**DOCUMENT PASSAGE**.

DETAILED DESCRIPTION

(28) CO.sub.2 Conversion Employing Activated Species or Radicals Embodiment

(29) Plasma technologies have many advantages over traditional CO.sub.2 conversion pathways and may provide a unique and economical process for the utilization of anthropogenic CO.sub.2. Plasma technologies provide gas activation by energetic electrons instead of heat, allowing thermodynamically difficult reactions, such as CO.sub.2 splitting, to occur with reasonable energy costs. Plasma technologies can also be easily switched on and off which is compatible with intermittent renewable energy and load-following applications. The most common types of plasma reported in the literature are dielectric barrier discharges (DBDs), microwave (MW), and gliding arc (GA); however, other types, such as radiofrequency, corona, glow, spark, and pulsed electron beam (PEB), have also been studied. Depending on the type of plasma, different CO.sub.2 conversions and energy efficacies have been reported. In terms of energy efficiency, a target of at least 60 percent energy efficiency has been suggested for plasma CO.sub.2 conversion to be competitive with other technologies. Plasma tends to be very reactive and not selective in the production of targeted compounds. Therefore, plasma CO.sub.2 conversion technologies may need a catalyst to increase selectivity and produce targeted compounds. Low conversion of CO.sub.2 could also require postreaction separation of the products from the reactants and may be cost prohibitive. methods are sought to convert CO.sub.2 to high value chemicals or fuels using plasma technologies in an economically viable process, overcoming challenges associated with energy efficiency, CO.sub.2 conversion and selectivity.

(30) It has been found that a simple but highly energy efficient device is possible for the rapid heating and a high temperature gradient which introduces fermions and bosons into an adjoining fluid and one which could be boundary layered and consequently produce an amplifiable activated condition even at room pressure and high temperature. This is a wholly unanticipated and unexpected finding, and, although the comprehensive theoretical basis is not completely understood, it has been found that an unusual rapid heating can be created, as well as, transferred surface activation by using a comparatively long order of 10-100 cm current carrying member with none, or some curvature (radius of curvature exceeding 0.5 meter), and >100 amps current with penetration of the current carrying members into spaces that could have any cross sectional geometry (e.g. circular holes, ellipsoids or square cross section) in a high temperature resistant stable material. The holes are expected to have a diameter in the range of millimeters to tens of millimeters.

(31) In one embodiment, the apparatus consists of long current carrying members connected by a plurality of holes. In such an apparatus, extremely hot temperatures are achieved. The holes may be from 0.1 mm to 100 mm in diameter. Currents passing through the current carrying members may range from 80 to 350 amps. Voltages, unlike those used in plasma devices, can be small with frequencies remaining in the Hz range when AC current is used. Unique reactions of the type 19Fe+4N(g)+O(g)+3H.sub.2O(g)=Fe.sub.3O.sub.4+4Fe.sub.4N+3H.sub.2(g) can easily be catalyzed or enabled by key fermions and bosons and actuated species. Cavitation and pressure differentials promote fermions and are additionally stimulated by bosons.

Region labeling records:

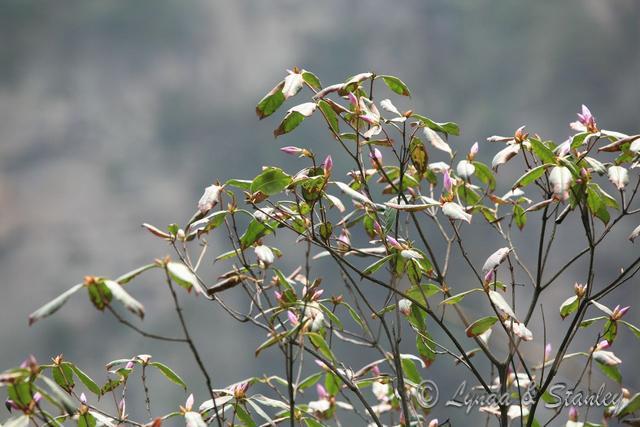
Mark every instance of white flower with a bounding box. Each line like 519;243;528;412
593;350;622;366
254;245;276;265
609;166;629;190
549;166;573;200
442;202;471;224
491;144;520;170
198;184;223;214
482;247;511;274
456;160;476;179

**WHAT IS BEING ASKED**.
What minimum energy efficiency does the document passage say has been suggested for plasma CO2 conversion to be competitive with other technologies? This data is separate from the document passage.

**ANSWER TO THIS TASK**.
At least 60 percent.